_WORK TO BE COMPLETED_: Please rewrite the listing with "in the picture" swapped for "in the image" throughout, changing nothing else and omitting the pictures.

_Coordinate annotation entries_:
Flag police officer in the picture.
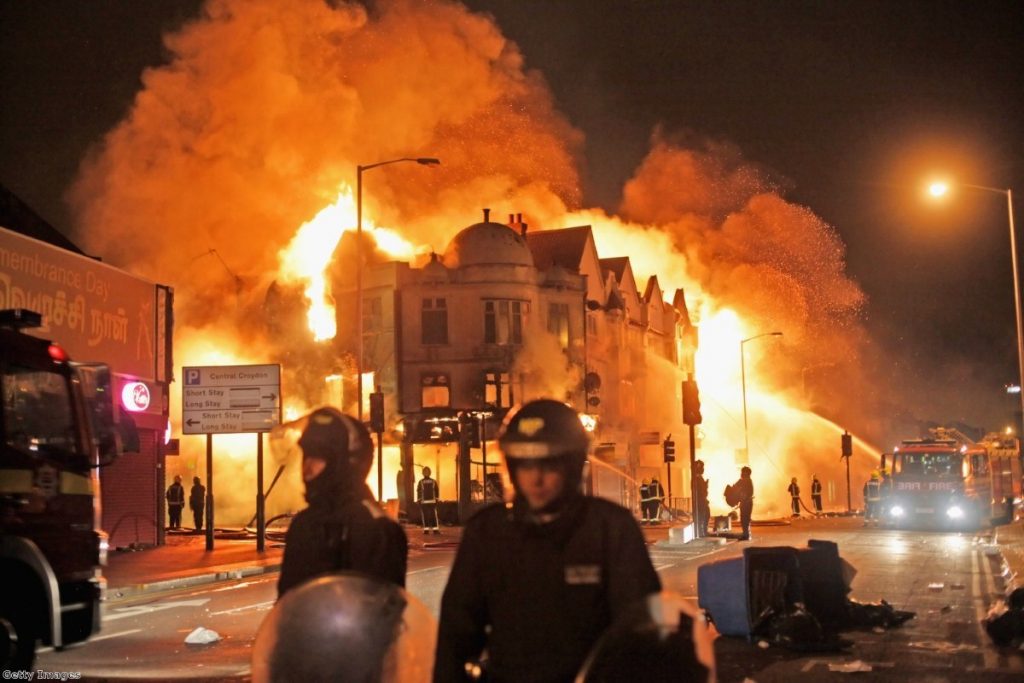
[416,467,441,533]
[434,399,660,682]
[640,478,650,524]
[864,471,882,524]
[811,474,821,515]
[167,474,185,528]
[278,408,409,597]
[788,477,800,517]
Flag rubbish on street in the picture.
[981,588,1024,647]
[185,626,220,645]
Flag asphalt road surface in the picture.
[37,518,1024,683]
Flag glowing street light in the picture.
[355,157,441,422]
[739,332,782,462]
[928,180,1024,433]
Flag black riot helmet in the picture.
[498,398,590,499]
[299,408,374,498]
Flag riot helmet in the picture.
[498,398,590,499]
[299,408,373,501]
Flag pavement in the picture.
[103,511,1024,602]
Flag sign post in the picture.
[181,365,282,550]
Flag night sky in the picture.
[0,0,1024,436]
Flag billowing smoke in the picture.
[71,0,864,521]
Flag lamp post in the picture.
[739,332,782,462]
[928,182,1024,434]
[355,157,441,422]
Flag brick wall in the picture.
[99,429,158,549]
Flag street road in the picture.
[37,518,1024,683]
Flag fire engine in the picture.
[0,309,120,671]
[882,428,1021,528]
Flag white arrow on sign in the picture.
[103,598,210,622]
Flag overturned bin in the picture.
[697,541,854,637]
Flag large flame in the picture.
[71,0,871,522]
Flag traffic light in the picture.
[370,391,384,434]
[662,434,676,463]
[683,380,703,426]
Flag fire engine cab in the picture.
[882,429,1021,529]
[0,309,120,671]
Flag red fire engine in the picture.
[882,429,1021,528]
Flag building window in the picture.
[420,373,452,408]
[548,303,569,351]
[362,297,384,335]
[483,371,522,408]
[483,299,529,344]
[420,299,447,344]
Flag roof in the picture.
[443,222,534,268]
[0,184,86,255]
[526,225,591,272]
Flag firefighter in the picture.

_REPLY TO THE TASK_:
Flag police officer in the image.
[416,467,441,533]
[434,399,660,682]
[640,478,650,524]
[864,471,882,524]
[811,474,821,515]
[167,474,185,528]
[278,408,409,597]
[788,477,800,517]
Flag rubbish on street in the image.
[981,588,1024,647]
[185,626,220,645]
Flag asphalt road surface in the image.
[37,518,1024,683]
Flag glowing street light in the image.
[355,157,441,422]
[739,332,782,462]
[928,180,1024,433]
Flag black riot helmet in the image.
[498,398,590,499]
[299,408,374,498]
Flag riot helmet in the image.
[498,398,590,499]
[299,408,373,501]
Flag pavement in the image.
[103,511,1024,602]
Flag sign post in the image.
[181,365,282,550]
Flag night sky in the image.
[0,0,1024,436]
Flag billowing smoke in the image.
[71,0,864,521]
Flag lamp post in the image.
[739,332,782,462]
[928,182,1024,434]
[355,157,441,422]
Flag brick wall in the image.
[99,429,158,549]
Flag street road in the image.
[37,518,1024,683]
Flag fire engine in the image.
[0,309,120,671]
[882,428,1021,528]
Flag white arrow on sign in the image.
[103,598,210,622]
Flag overturned bin in the image.
[697,541,854,637]
Flag large flame in the image.
[71,0,871,522]
Flag traffic light in the image.
[370,391,384,434]
[662,434,676,463]
[683,380,703,426]
Flag fire engine cab in the image.
[882,429,1021,529]
[0,309,120,671]
Flag red fire engine in the image.
[882,429,1021,528]
Flag building window in the image.
[420,373,452,408]
[548,303,569,351]
[362,297,384,335]
[483,371,522,408]
[483,299,529,344]
[420,299,447,344]
Flag roof in the image.
[443,222,534,268]
[0,184,86,255]
[526,225,591,272]
Flag firefighter in the image.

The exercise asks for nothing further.